■ **Extracted data entries**:
......
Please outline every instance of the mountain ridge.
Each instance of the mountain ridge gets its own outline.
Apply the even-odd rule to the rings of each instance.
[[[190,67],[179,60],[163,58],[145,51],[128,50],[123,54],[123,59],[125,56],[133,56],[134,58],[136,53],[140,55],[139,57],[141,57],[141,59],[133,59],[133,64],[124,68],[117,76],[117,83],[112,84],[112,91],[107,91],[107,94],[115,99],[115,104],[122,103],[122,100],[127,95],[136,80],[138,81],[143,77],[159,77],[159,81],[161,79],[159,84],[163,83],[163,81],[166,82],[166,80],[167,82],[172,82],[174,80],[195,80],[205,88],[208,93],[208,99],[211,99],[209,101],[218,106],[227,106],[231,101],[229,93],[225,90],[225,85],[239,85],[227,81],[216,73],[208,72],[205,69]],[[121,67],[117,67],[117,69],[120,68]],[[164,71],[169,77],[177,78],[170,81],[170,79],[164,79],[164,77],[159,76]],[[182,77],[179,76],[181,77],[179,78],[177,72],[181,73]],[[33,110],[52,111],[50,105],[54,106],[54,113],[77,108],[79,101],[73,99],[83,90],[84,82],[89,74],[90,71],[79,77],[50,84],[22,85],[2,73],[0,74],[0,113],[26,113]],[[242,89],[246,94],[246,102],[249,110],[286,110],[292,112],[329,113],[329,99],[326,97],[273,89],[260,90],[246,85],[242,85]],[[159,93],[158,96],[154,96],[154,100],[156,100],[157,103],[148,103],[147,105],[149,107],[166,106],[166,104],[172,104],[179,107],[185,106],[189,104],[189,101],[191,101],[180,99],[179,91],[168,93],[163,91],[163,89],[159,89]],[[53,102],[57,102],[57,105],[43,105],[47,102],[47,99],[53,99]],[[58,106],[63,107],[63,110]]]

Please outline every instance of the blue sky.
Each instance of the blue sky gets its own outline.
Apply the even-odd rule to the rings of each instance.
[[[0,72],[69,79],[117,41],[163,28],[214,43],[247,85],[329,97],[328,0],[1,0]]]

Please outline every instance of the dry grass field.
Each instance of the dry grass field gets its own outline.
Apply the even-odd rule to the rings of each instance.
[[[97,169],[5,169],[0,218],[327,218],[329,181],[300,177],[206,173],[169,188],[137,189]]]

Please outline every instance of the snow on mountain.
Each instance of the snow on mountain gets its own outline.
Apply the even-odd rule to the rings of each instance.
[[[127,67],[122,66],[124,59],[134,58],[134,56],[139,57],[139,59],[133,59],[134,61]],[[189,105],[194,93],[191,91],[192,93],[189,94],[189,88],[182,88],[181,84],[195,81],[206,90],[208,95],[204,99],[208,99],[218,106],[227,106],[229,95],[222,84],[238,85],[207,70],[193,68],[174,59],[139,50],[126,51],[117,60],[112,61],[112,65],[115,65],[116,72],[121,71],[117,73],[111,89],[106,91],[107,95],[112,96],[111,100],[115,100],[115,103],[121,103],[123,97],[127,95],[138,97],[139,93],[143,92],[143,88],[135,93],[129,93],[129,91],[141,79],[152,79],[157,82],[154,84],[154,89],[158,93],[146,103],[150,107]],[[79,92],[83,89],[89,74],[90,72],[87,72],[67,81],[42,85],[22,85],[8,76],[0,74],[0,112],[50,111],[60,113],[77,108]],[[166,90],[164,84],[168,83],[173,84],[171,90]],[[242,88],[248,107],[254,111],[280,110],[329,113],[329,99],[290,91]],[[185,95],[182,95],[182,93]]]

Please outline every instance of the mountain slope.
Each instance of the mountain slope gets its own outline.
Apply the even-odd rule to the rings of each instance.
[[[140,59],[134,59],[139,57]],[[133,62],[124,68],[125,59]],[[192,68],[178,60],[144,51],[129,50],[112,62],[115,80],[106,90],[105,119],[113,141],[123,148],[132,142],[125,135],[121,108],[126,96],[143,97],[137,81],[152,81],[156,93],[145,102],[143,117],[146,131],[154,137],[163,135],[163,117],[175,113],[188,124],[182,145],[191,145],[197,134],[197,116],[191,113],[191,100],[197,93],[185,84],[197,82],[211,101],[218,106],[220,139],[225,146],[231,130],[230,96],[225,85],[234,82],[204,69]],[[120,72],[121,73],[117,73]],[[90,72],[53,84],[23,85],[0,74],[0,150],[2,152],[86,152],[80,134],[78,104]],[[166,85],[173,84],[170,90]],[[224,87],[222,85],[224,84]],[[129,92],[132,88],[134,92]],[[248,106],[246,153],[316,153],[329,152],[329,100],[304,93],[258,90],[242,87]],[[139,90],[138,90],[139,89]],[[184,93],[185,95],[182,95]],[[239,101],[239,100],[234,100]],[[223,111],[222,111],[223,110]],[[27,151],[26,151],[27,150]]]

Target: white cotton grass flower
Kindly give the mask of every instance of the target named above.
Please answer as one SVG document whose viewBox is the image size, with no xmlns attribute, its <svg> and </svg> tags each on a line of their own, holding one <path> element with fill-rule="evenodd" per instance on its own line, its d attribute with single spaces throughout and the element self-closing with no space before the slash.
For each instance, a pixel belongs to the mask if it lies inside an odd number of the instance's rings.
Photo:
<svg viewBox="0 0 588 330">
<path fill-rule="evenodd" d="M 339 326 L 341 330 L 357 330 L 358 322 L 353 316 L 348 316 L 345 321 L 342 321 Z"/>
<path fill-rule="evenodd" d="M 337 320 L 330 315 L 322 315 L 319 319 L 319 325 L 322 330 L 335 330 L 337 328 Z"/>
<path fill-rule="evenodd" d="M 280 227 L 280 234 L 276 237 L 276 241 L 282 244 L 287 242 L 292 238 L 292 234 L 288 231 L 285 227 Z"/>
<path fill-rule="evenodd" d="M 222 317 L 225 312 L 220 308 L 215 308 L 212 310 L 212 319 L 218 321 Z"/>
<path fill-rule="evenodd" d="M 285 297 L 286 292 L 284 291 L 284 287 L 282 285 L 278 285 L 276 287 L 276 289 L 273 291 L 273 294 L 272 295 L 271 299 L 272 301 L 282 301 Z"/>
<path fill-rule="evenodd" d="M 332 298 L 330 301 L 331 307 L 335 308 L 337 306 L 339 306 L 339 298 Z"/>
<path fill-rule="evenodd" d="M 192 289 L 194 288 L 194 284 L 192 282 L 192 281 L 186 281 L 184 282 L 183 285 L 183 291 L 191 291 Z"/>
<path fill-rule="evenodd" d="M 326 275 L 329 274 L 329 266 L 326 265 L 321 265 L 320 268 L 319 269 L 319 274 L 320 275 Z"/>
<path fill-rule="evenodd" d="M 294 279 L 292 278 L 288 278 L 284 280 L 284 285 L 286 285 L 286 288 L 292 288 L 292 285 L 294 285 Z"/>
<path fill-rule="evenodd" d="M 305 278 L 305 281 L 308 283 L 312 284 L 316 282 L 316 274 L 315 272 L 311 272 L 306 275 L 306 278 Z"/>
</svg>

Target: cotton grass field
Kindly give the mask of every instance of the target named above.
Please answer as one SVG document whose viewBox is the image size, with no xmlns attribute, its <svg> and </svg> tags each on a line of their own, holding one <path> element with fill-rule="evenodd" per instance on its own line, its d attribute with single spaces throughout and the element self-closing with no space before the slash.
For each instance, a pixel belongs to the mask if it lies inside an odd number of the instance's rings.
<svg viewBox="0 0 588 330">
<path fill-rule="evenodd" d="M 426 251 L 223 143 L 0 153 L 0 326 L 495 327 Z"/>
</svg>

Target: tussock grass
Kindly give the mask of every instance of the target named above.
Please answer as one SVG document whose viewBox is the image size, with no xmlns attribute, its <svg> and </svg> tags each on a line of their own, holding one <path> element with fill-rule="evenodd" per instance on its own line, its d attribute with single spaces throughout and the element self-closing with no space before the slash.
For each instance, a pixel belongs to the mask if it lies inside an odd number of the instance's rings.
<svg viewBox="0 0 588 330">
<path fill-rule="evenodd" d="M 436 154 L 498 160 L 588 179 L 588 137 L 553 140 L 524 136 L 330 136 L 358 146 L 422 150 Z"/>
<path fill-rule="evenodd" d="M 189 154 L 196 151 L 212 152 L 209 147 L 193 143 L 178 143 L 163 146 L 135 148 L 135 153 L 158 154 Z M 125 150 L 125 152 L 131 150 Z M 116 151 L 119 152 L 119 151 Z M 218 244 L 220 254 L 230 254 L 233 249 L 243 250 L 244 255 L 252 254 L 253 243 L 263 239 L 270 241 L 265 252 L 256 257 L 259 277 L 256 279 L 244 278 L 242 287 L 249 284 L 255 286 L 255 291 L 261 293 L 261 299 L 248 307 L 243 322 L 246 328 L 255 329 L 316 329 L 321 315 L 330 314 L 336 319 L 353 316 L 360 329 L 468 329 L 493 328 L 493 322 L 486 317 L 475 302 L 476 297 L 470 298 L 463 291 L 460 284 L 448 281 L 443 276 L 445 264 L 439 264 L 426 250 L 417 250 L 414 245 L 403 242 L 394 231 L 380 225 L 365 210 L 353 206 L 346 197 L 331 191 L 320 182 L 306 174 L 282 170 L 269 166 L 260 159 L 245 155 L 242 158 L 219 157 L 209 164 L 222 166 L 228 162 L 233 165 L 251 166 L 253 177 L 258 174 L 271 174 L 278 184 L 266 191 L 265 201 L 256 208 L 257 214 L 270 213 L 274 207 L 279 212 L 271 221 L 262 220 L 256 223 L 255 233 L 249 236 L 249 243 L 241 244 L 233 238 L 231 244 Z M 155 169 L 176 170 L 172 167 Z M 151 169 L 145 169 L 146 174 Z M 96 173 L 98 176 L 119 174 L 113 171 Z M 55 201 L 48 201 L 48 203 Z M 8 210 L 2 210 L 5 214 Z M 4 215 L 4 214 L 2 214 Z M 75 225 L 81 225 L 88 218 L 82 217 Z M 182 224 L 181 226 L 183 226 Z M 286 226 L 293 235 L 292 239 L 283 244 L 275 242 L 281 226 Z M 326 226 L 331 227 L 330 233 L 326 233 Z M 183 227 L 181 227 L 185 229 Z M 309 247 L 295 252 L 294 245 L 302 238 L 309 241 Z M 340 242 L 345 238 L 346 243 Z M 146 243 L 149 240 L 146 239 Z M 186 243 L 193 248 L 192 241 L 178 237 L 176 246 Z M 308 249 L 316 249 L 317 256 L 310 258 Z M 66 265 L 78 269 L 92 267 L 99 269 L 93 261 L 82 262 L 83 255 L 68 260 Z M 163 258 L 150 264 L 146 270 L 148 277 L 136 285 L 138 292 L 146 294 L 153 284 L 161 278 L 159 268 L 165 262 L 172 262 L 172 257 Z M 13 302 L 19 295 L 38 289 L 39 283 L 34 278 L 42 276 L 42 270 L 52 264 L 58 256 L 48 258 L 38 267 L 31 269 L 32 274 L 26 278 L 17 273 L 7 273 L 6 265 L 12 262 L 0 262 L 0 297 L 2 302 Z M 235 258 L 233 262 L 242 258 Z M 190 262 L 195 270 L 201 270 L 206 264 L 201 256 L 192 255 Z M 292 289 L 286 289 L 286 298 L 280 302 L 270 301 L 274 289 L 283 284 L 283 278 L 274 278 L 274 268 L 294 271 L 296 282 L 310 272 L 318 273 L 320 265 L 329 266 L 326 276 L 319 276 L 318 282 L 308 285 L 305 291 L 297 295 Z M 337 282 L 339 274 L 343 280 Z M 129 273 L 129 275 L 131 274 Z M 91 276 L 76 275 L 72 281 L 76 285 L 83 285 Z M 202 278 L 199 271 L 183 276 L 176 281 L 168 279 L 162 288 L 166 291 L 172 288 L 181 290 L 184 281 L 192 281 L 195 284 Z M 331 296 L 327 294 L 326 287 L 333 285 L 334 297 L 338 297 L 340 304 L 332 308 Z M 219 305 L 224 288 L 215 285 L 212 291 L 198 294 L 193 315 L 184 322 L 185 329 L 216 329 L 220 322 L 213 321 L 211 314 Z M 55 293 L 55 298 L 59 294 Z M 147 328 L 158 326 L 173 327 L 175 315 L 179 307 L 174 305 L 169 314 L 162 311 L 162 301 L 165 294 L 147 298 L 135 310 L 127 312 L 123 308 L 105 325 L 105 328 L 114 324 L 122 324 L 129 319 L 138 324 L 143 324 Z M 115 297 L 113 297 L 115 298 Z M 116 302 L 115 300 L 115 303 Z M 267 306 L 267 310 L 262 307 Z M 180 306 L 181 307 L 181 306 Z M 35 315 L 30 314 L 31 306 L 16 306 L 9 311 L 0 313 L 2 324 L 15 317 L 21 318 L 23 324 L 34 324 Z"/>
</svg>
......
■ **Your task**: Return, without any alteration, the lines of the records starting at the line that contains "Target: tussock grass" and ending after the line that contains "436 154 L 498", both of those lines included.

■ **Final answer**:
Target: tussock grass
Kindly give the mask of every instance of the target named above.
Please answer as one SVG document whose viewBox is the image size, with no xmlns attribute, its <svg> and </svg> tags each on a line of their own, holding one <path> element with fill-rule="evenodd" per instance on its own line, its d attribute with single spaces throughout and the element self-closing with no space before the slash.
For each instance, a pixel belongs to the mask if it lies inside an odd number of the instance's rings.
<svg viewBox="0 0 588 330">
<path fill-rule="evenodd" d="M 436 154 L 498 160 L 588 179 L 588 137 L 553 140 L 524 136 L 330 136 L 358 146 L 422 150 Z"/>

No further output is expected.